Document passage.
=== Section Start ===

Last week I posted an article following the recent death of comedian Robin Williams. The article was about understanding depression and suicide, and while I’ve previously mentioned my own struggles with depression, it was the first time I’ve ever gone into any real depth about it and what the experience was actually like.
Now, because I’m not big on wallowing in old crap from the past or focusing on the negative stuff in life, I’d like to turn things around this week and look at the other side of things. I spend a lot of time on this blog talking about how important it is to take responsibility for our own lives, and to actively work towards creating what it is we most want to experience in life, because we are the creators of our experience here. And I do firmly believe that it is possible to choose to be happy.
Yes, you absolutely can choose to be happy!
“But wait a minute!” you’re saying “you said in the last post that depressed people can’t just choose to be happy!”
You’re right. I did. I certainly seem to be contradicting myself, don’t I?
Not really. What I said was that you cannot just “choose to be happy” when you’re in the middle of a full-blown clinical depression, and that telling someone who is in such a state to “just cheer up” or “choose to be happy” not only doesn’t help them, but actually makes things worse.
The key part is that bit about “while you’re in a clinical depression”. You can’t shift from clinical depression to happy – it’s too big of a jump. And add to that the fact that clinical depression affects the chemistry inside the brain itself, which just complicates things.
But I stick by what I said above: it is possible to choose to be happy… once you’re stable enough to gain some insight into your own mind and how it works; once you realize how much of an impact your own thoughts have on your moods and emotions. It’s not something that happens all at once; rather, it’s a shift that happen incrementally, as you start to understand your own mindset, thought patterns and personal triggers. And it’s not going to happen at all if you’re completely resistant to the idea that it’s even possible to control your depression (because you can’t change your thought patterns if you don’t actually want to).
Gaining insight: meditation
Meditation is probably the single biggest tool I’ve found for helping me to understand and cope with my own depression. Most people tend to roll their eyes when meditation gets suggested to them, but I think this comes from a misunderstanding of what meditation really is: a method to help you realize that you are not your thoughts. When you start meditating, you realize very quickly just how many thoughts you have running through your head all the time.
What’s more, once you start consciously paying attention to your thoughts, you start to realize just how many of them are negative, and how much this constant stream of negativity that’s running on autopilot inside your own head actually affects you. And then you start to realize that there is something else behind those thoughts, an observer or greater awareness than whatever part of you is generating those thoughts. Hard to explain, but extremely powerful, because with this realization comes the knowledge that you can change the thoughts themselves, and when you do that, you immediately change the way they affect you.

=== Section End ===

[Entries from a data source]
=== Section Start ===

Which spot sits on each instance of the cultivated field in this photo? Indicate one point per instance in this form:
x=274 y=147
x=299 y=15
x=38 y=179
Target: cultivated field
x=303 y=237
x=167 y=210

=== Section End ===

Tasks to carry out.
a – Extract the portion of the post on depression and happiness between "You’re right. I" and "just complicates things.", inclusive.
b – Translate this sentence from the post on depression and happiness into Spanish: "Meditation is probably the single biggest tool I've found for helping me to understand and cope with my own depression."

Answers for the exercise.
a –
You’re right. I did. I certainly seem to be contradicting myself, don’t I?
Not really. What I said was that you cannot just “choose to be happy” when you’re in the middle of a full-blown clinical depression, and that telling someone who is in such a state to “just cheer up” or “choose to be happy” not only doesn’t help them, but actually makes things worse.
The key part is that bit about “while you’re in a clinical depression”. You can’t shift from clinical depression to happy – it’s too big of a jump. And add to that the fact that clinical depression affects the chemistry inside the brain itself, which just complicates things.

b – La meditación es probablemente la herramienta más importante que he encontrado para ayudarme a entender y sobrellevar mi propia depresión.